* [Provided passage]
━━━━━━━━━━

And now it's been published in Lietuvos rytas.

I originally wrote the article in English (for Lithchat), and then next came the translation into Lithuanian. Lietuvos rytas then cleaned it up even more and converted it into the journalistic/punchy small paragraphs that I had forgotten to write in. They also made a few questionable edits—changing my description of Lithuanian history from "katastrofiška" to "sudėtinga," but whatever.

Either way, now that it's in print, I can publish here my English version. But I'll also include a link to Udrio latest interview on the subject. OK, now the article:

A count in 1909 of the inhabitants of Vilnius, a city then of about 200,000 inhabitants, found that nearly 40% of the population was Jewish. Lithuanians, on the other hand, accounted for not even 2% of the population of their future capital. The blood of the 20th century has profoundly altered the ethnic makeup of Vilnius, but a century later, as the city prepares for its turn onstage as the Cultural Capital of Europe, the cultural contributions of those 80,000 odd Jews of 1909 Vilnius—of whom there remains only a handful—stay obscured in the cultural lives of Lithuanians in America.

The germination of this piece was obviously made possible by the current situation regarding Dariaus Udrio proposal to the Tautinių šokių komitetas for the 2008 Šokių šventė in Los Angeles regarding having a space in the program set aside for a performance by a Yiddish Lithuanian dance group. I’m saddened to see that Udrys felt it necessary to resign his post of chairman of LALB after his proposal was rejected, but I’m more saddened by the circumstances that led to his needing to make the proposal in the first place, as well as the response his proposal has caused.

━━━━━━━━━━

Rewrite the blog post from "Either way, now" to "Lithuanians in America.", replacing "inhabitants" with "residents".

━━━━━━━━━━

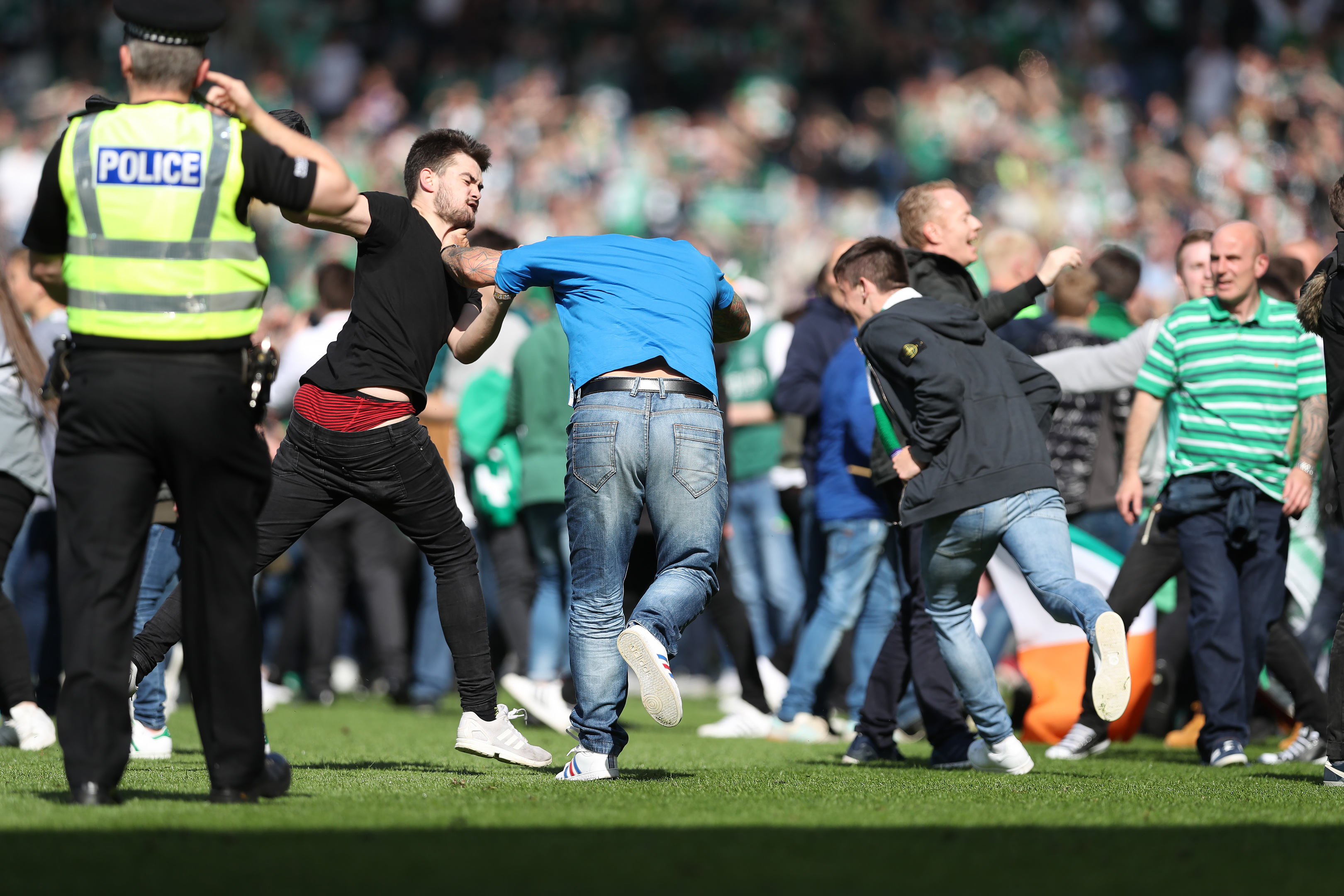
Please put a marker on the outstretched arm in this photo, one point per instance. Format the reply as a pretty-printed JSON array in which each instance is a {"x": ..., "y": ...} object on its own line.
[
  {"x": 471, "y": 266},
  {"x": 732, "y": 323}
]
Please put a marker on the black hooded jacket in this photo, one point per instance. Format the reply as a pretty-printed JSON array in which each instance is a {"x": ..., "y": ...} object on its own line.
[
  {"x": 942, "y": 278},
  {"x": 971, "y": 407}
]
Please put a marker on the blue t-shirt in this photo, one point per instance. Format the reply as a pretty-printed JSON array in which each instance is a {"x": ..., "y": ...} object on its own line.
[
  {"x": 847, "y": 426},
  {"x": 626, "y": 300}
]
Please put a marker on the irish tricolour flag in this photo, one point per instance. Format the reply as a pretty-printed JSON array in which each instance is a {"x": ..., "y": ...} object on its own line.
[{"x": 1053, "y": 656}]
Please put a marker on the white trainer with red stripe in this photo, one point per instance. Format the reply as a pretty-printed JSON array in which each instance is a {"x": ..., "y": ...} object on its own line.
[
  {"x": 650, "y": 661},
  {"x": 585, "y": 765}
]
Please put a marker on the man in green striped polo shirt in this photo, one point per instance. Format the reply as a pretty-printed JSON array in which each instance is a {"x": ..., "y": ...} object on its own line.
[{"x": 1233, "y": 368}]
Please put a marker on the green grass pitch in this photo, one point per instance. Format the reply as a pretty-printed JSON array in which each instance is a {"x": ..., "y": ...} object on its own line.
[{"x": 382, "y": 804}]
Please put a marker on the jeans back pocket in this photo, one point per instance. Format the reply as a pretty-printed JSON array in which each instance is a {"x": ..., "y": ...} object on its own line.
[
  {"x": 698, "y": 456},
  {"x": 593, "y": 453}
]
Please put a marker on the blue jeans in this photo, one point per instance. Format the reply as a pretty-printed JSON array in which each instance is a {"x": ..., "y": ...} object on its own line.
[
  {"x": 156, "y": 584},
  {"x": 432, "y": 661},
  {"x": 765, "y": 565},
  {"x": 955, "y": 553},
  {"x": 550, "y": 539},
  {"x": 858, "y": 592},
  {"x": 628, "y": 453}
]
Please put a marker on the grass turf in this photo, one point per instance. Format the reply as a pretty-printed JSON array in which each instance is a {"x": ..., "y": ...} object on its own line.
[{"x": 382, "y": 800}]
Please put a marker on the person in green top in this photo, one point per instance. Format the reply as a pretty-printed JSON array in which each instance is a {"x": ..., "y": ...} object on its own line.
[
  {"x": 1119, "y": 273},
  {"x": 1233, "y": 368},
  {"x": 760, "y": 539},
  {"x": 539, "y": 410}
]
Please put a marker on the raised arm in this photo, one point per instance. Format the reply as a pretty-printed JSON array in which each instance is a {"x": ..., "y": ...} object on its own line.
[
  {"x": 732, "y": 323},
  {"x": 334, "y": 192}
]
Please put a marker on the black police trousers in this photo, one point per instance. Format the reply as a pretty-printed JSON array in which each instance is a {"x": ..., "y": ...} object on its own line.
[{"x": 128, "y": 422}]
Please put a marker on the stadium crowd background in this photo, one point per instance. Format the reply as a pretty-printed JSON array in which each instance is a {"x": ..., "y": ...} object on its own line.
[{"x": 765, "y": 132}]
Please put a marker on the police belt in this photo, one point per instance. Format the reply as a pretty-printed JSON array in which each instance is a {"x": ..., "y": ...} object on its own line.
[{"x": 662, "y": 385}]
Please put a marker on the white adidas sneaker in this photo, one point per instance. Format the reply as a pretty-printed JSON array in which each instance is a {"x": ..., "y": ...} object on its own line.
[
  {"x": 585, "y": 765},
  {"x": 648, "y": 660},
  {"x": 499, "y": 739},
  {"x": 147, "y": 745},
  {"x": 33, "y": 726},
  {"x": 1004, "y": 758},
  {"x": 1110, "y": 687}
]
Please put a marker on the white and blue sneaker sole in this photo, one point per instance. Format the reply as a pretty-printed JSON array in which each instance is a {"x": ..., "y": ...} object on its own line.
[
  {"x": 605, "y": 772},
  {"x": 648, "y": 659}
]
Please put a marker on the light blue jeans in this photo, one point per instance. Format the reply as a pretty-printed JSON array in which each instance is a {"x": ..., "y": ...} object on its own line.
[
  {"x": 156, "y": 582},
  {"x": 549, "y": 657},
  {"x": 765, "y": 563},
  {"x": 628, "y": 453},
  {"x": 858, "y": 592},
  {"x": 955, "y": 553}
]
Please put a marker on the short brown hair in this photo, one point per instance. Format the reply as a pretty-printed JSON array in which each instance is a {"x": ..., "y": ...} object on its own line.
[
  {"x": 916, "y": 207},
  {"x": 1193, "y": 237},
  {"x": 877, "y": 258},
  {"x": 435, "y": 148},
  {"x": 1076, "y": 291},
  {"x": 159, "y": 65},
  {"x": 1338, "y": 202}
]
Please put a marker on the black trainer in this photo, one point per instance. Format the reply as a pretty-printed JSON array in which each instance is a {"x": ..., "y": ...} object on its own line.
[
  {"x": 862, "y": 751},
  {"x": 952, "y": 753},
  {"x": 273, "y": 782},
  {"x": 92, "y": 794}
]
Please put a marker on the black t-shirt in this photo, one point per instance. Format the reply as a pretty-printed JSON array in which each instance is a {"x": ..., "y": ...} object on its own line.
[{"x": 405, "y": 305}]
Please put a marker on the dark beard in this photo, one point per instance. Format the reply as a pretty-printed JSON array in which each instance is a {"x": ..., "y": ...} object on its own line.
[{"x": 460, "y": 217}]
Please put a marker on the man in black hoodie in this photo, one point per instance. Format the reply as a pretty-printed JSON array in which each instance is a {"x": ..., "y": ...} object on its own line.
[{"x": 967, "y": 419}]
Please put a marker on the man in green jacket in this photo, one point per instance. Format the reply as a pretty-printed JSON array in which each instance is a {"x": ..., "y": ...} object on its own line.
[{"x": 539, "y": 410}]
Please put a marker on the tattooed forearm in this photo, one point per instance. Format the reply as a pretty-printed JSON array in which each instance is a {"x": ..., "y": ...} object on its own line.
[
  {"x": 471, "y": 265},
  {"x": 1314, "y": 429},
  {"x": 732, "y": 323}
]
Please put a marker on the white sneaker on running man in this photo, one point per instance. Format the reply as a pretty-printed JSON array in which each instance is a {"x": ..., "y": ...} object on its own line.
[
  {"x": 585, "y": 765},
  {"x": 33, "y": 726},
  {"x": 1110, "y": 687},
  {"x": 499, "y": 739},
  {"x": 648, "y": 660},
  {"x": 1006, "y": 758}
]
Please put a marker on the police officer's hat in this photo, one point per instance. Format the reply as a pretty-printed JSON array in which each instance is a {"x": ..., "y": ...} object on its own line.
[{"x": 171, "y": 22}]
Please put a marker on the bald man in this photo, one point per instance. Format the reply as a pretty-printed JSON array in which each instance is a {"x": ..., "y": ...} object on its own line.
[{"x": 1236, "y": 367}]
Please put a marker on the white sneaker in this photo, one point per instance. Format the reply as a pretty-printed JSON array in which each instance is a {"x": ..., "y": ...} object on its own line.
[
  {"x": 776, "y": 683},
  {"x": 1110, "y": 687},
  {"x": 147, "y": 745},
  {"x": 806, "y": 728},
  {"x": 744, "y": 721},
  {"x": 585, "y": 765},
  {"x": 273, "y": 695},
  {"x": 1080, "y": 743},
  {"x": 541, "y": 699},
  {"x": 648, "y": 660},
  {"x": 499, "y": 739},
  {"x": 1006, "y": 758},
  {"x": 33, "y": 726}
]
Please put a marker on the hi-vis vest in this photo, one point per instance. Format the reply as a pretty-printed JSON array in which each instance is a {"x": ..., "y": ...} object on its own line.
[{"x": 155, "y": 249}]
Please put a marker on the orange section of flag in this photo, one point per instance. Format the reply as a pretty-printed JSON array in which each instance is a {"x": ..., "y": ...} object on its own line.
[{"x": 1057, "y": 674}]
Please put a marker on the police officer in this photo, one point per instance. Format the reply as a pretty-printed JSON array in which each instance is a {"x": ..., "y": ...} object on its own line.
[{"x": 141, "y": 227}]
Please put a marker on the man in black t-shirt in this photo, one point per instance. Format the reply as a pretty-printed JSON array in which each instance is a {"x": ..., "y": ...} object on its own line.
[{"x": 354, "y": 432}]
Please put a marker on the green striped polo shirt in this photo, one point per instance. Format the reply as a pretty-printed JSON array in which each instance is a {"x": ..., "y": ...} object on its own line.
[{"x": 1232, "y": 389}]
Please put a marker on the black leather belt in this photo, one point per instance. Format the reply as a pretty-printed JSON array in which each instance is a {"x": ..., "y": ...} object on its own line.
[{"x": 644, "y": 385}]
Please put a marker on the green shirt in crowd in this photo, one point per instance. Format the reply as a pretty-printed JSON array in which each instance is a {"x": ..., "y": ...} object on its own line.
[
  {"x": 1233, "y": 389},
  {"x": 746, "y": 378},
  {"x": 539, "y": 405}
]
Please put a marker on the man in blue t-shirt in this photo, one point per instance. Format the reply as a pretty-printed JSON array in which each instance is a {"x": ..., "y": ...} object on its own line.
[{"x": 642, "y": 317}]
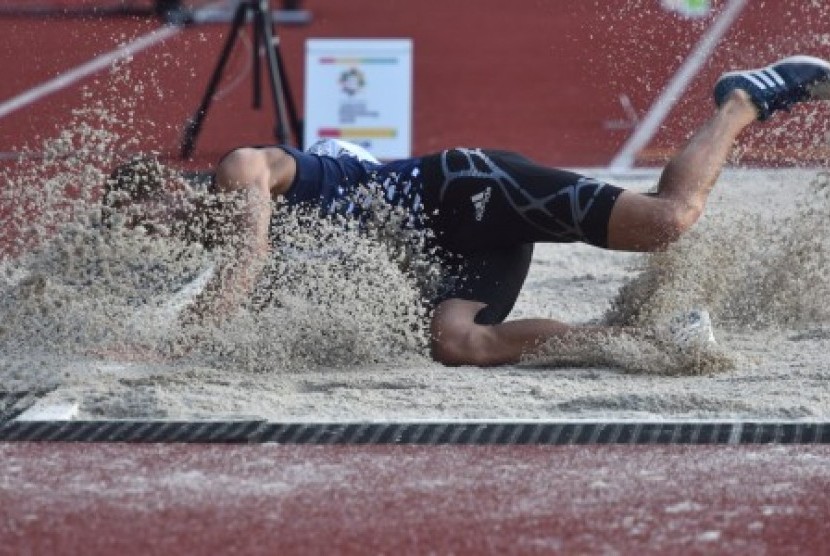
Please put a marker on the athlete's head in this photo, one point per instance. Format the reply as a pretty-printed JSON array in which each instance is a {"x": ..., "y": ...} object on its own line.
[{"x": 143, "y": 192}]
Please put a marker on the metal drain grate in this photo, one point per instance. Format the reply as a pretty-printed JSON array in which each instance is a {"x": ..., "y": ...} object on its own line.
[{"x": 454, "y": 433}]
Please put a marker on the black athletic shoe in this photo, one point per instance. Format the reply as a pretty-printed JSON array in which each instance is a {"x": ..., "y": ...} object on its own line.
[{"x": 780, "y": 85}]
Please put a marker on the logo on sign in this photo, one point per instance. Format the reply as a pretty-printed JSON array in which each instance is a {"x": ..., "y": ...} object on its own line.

━━━━━━━━━━

* [Reply to the task]
Either way, now that it's in print, I can publish here my English version. But I'll also include a link to Udrio latest interview on the subject. OK, now the article:

A count in 1909 of the residents of Vilnius, a city then of about 200,000 residents, found that nearly 40% of the population was Jewish. Lithuanians, on the other hand, accounted for not even 2% of the population of their future capital. The blood of the 20th century has profoundly altered the ethnic makeup of Vilnius, but a century later, as the city prepares for its turn onstage as the Cultural Capital of Europe, the cultural contributions of those 80,000 odd Jews of 1909 Vilnius—of whom there remains only a handful—stay obscured in the cultural lives of Lithuanians in America.